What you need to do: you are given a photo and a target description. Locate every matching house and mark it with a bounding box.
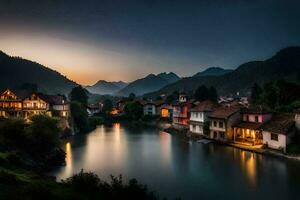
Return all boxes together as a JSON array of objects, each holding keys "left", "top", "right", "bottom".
[
  {"left": 22, "top": 93, "right": 50, "bottom": 119},
  {"left": 262, "top": 114, "right": 295, "bottom": 153},
  {"left": 173, "top": 95, "right": 192, "bottom": 127},
  {"left": 190, "top": 100, "right": 217, "bottom": 136},
  {"left": 233, "top": 107, "right": 272, "bottom": 145},
  {"left": 143, "top": 102, "right": 158, "bottom": 115},
  {"left": 0, "top": 89, "right": 70, "bottom": 119},
  {"left": 86, "top": 103, "right": 102, "bottom": 116},
  {"left": 160, "top": 104, "right": 173, "bottom": 119},
  {"left": 0, "top": 89, "right": 22, "bottom": 117},
  {"left": 208, "top": 105, "right": 241, "bottom": 142}
]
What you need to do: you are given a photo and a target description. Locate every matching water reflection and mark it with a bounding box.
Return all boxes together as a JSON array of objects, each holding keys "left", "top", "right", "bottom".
[
  {"left": 53, "top": 123, "right": 300, "bottom": 200},
  {"left": 159, "top": 131, "right": 172, "bottom": 166},
  {"left": 65, "top": 142, "right": 73, "bottom": 176}
]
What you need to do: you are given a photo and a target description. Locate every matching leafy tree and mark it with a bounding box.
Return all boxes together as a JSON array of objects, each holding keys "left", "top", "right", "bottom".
[
  {"left": 25, "top": 115, "right": 61, "bottom": 154},
  {"left": 70, "top": 86, "right": 89, "bottom": 105},
  {"left": 0, "top": 119, "right": 26, "bottom": 147},
  {"left": 251, "top": 83, "right": 263, "bottom": 104},
  {"left": 102, "top": 99, "right": 113, "bottom": 113},
  {"left": 124, "top": 101, "right": 143, "bottom": 120},
  {"left": 263, "top": 82, "right": 278, "bottom": 109},
  {"left": 70, "top": 102, "right": 90, "bottom": 133},
  {"left": 209, "top": 86, "right": 218, "bottom": 102},
  {"left": 62, "top": 170, "right": 159, "bottom": 200},
  {"left": 128, "top": 93, "right": 136, "bottom": 101}
]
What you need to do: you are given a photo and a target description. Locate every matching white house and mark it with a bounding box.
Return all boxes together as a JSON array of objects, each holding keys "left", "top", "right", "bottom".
[
  {"left": 190, "top": 101, "right": 217, "bottom": 135},
  {"left": 262, "top": 114, "right": 295, "bottom": 152},
  {"left": 143, "top": 102, "right": 157, "bottom": 115},
  {"left": 209, "top": 105, "right": 240, "bottom": 142}
]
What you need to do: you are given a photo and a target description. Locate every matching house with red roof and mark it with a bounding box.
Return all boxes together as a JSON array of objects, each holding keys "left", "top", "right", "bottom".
[
  {"left": 190, "top": 100, "right": 218, "bottom": 136},
  {"left": 262, "top": 113, "right": 296, "bottom": 152},
  {"left": 208, "top": 105, "right": 241, "bottom": 142},
  {"left": 232, "top": 107, "right": 272, "bottom": 145}
]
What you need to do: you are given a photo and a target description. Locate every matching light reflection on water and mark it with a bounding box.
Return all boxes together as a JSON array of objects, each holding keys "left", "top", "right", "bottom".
[{"left": 53, "top": 123, "right": 300, "bottom": 199}]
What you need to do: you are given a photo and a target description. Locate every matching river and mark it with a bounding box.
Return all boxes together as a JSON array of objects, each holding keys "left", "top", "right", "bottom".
[{"left": 53, "top": 123, "right": 300, "bottom": 200}]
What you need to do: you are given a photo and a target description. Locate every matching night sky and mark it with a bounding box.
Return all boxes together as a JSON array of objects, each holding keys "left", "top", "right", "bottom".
[{"left": 0, "top": 0, "right": 300, "bottom": 84}]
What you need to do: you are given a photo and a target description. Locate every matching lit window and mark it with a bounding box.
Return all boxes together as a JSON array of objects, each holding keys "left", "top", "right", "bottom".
[{"left": 271, "top": 133, "right": 278, "bottom": 141}]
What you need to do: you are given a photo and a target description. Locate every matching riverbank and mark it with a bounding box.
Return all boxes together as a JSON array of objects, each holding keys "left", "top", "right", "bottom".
[{"left": 164, "top": 126, "right": 300, "bottom": 161}]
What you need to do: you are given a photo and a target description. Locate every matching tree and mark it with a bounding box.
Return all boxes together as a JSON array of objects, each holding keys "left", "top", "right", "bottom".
[
  {"left": 251, "top": 83, "right": 263, "bottom": 104},
  {"left": 102, "top": 99, "right": 113, "bottom": 113},
  {"left": 128, "top": 93, "right": 136, "bottom": 101},
  {"left": 0, "top": 119, "right": 26, "bottom": 147},
  {"left": 70, "top": 102, "right": 90, "bottom": 133},
  {"left": 124, "top": 101, "right": 143, "bottom": 120},
  {"left": 209, "top": 86, "right": 218, "bottom": 102},
  {"left": 70, "top": 86, "right": 89, "bottom": 105}
]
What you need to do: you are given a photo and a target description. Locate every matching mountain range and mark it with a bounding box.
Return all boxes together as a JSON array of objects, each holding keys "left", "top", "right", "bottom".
======
Task to complete:
Rewrite all of these lines with "target description" changed to "reference label" everywhere it occurs and nothing else altered, leaving out the pictures.

Task result:
What you need to do: you are given a photo and a reference label. Locate every matching house and mark it with a bounding box.
Return all boxes together as a JSON array of objects, each holding keys "left", "top", "right", "bottom".
[
  {"left": 22, "top": 93, "right": 50, "bottom": 119},
  {"left": 262, "top": 114, "right": 295, "bottom": 153},
  {"left": 173, "top": 95, "right": 192, "bottom": 127},
  {"left": 190, "top": 100, "right": 217, "bottom": 136},
  {"left": 233, "top": 107, "right": 272, "bottom": 145},
  {"left": 143, "top": 102, "right": 158, "bottom": 115},
  {"left": 0, "top": 89, "right": 70, "bottom": 119},
  {"left": 86, "top": 103, "right": 102, "bottom": 116},
  {"left": 160, "top": 104, "right": 173, "bottom": 119},
  {"left": 0, "top": 89, "right": 22, "bottom": 117},
  {"left": 208, "top": 105, "right": 241, "bottom": 142}
]
What you need to do: you are given a photo and a reference label. Locate every matching water reflection and mark it with a bounding box.
Return all boxes together as a JSON array of objects, each holding keys "left", "top", "right", "bottom".
[
  {"left": 53, "top": 123, "right": 300, "bottom": 200},
  {"left": 159, "top": 131, "right": 172, "bottom": 166},
  {"left": 65, "top": 142, "right": 73, "bottom": 176}
]
What you need to do: you are given a photo and a reference label. Locate every matching leafy tree and mark it with a bounding box.
Return all boxes together as a JSON array of objects, each holding keys "left", "top", "right", "bottom".
[
  {"left": 25, "top": 115, "right": 61, "bottom": 154},
  {"left": 70, "top": 86, "right": 89, "bottom": 105},
  {"left": 0, "top": 119, "right": 26, "bottom": 147},
  {"left": 251, "top": 83, "right": 263, "bottom": 104},
  {"left": 102, "top": 99, "right": 113, "bottom": 113},
  {"left": 124, "top": 101, "right": 143, "bottom": 120},
  {"left": 263, "top": 82, "right": 278, "bottom": 109},
  {"left": 70, "top": 102, "right": 90, "bottom": 133},
  {"left": 209, "top": 86, "right": 218, "bottom": 102},
  {"left": 62, "top": 170, "right": 159, "bottom": 200},
  {"left": 128, "top": 93, "right": 136, "bottom": 101}
]
What you need to do: you are given a photo and a reference label. Locate every matching white house and mark it with a bounding box.
Return all boxes together as a JSON array of objects, each holding keys "left", "top", "right", "bottom".
[
  {"left": 190, "top": 101, "right": 217, "bottom": 135},
  {"left": 262, "top": 114, "right": 295, "bottom": 152},
  {"left": 143, "top": 102, "right": 157, "bottom": 115},
  {"left": 209, "top": 105, "right": 240, "bottom": 142}
]
What you need to do: you are given a photo and a reference label. Locate every matching house with red roof and mark it with a bounding box.
Return all boxes together as a JSON array of objects, each holding keys "left", "top", "right", "bottom".
[
  {"left": 190, "top": 100, "right": 218, "bottom": 136},
  {"left": 262, "top": 113, "right": 296, "bottom": 152},
  {"left": 208, "top": 105, "right": 241, "bottom": 142},
  {"left": 232, "top": 107, "right": 272, "bottom": 145}
]
What you need to do: you are given a photo and a reference label. Locate every matching light reflection on water and mark it with a bounding box.
Return all boxes together as a JSON array of objects, each holding keys "left", "top", "right", "bottom".
[{"left": 53, "top": 123, "right": 300, "bottom": 199}]
What you need to do: you are given a photo and a reference label. Locate every matching river and mark it with a bounding box.
Return all boxes together as a JSON array of objects, each holding keys "left", "top", "right", "bottom".
[{"left": 53, "top": 123, "right": 300, "bottom": 200}]
What you need to do: you are given a photo and a reference label. Locate every matching night sky and mark it with a bounding box.
Return all boxes together as a JSON array of objects, each holding keys "left", "top", "right", "bottom".
[{"left": 0, "top": 0, "right": 300, "bottom": 84}]
What you need to do: you are given a photo and a reference label. Locate every matching lit window and mark it with a bounding box.
Return all boxes together as a JSON array of objects, each holding keys "left", "top", "right", "bottom".
[{"left": 271, "top": 133, "right": 278, "bottom": 141}]
What you need to do: you are given a photo and a reference label. Locate every matching riverbank and mark it with a bounding box.
Return all boxes together as a JSON array of objects, each holding keys "left", "top", "right", "bottom".
[{"left": 164, "top": 126, "right": 300, "bottom": 161}]
What you need to do: you are given a photo and a reference label. Locate every matching tree and mark it with a bounding box.
Return all boxes together as a JSON array of objects, each holding keys "left", "top", "right", "bottom".
[
  {"left": 251, "top": 83, "right": 263, "bottom": 104},
  {"left": 102, "top": 99, "right": 113, "bottom": 113},
  {"left": 128, "top": 93, "right": 136, "bottom": 101},
  {"left": 0, "top": 119, "right": 26, "bottom": 147},
  {"left": 70, "top": 102, "right": 90, "bottom": 133},
  {"left": 124, "top": 101, "right": 143, "bottom": 120},
  {"left": 209, "top": 86, "right": 218, "bottom": 102},
  {"left": 70, "top": 86, "right": 89, "bottom": 105}
]
What you need to do: you are given a photo and a reference label. Locate every matching mountain range and mark it with a bounding box.
Return all boxes together as a JSON array of objects, each holding keys "left", "top", "right", "bottom".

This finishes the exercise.